Em toda a Europa, as autoridades estão tentando encontrar um equilíbrio entre tranquilidade e complacência. Na Alemanha, o Instituto Robert Koch, responsável pelo rastreamento do vírus, disse que “não há evidências” de que a trajetória da variante BA.5 seja mais letal, mas o ministro da Saúde, Karl Lauterbach, compartilhou tuítes postado por um médico de um ospital na cidade alemã de Darmstadt dizendo que a ala para pacientes de Covid de sua clínica estava totalmente ocupada com pacientes gravemente sintomáticos.

O conselho de vacinas da Alemanha ainda não atualizou sua orientação para uma quarta dose: atualmente um segundo reforço é recomendado apenas para maiores de 70 anos e pacientes de risco.

Na França, onde uma média de 83.000 casos por dia foram relatados na última semana, cerca de um terço a mais do que um mês atrás, o ministro da Saúde, François Braun, evitou novas restrições. Em entrevista à rádio RTL, Braun afirmou na semana passada que “decidimos apostar na responsabilidade dos franceses”, recomendando o uso de máscaras em locais lotados e incentivando uma segunda dose de reforço da vacina para as pessoas mais vulneráveis.

Ele parece confiante em que a França, onde quase 80% das pessoas estão totalmente vacinadas, e seus hospitais, poderiam resistir à nova onda de infecções, e se concentra na coleta de dados para rastrear o vírus. “Medidas mínimas, porém necessárias” eram a abordagem correta, disse Braun recentemente à Comissão de Leis do Parlamento. Na semana passada, uma proposta para estender o poder do governo de exigir prova de vacinação ou teste negativo de coronavírus ao entrar na França não foi aprovada na Assembleia Nacional.

Na Espanha, onde a taxa de vacinação está acima de 85% e mais da metade da população elegível recebeu um reforço, a pandemia ficou em segundo plano enquanto os espanhóis voltaram às suas férias habituais na praia e receberam ansiosamente os turistas. As autoridades, encorajadas pela baixa ocupação das enfermarias de terapia intensiva, disseram que o monitoramento da situação seria suficiente. Nem todos ficaram satisfeitos.

Dados armazenados:
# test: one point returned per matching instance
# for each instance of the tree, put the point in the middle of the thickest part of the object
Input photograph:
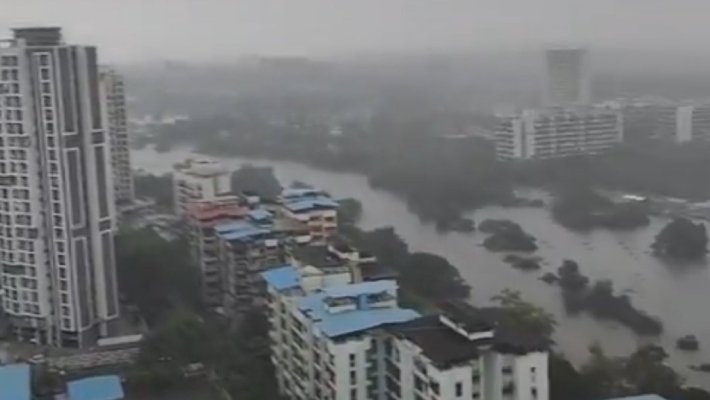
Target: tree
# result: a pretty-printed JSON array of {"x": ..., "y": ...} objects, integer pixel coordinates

Tarefa A: Segundo o texto, a quem se recomenda atualmente um segundo reforço na Alemanha?
Tarefa B: Reescreva a passagem do texto que vai de "O conselho de" até "pessoas mais vulneráveis.", trocando "locais lotados" por "espaços cheios".

Solução do exercício A: Apenas a maiores de 70 anos e a pacientes de risco.

Solução do exercício B:
O conselho de vacinas da Alemanha ainda não atualizou sua orientação para uma quarta dose: atualmente um segundo reforço é recomendado apenas para maiores de 70 anos e pacientes de risco.

Na França, onde uma média de 83.000 casos por dia foram relatados na última semana, cerca de um terço a mais do que um mês atrás, o ministro da Saúde, François Braun, evitou novas restrições. Em entrevista à rádio RTL, Braun afirmou na semana passada que “decidimos apostar na responsabilidade dos franceses”, recomendando o uso de máscaras em espaços cheios e incentivando uma segunda dose de reforço da vacina para as pessoas mais vulneráveis.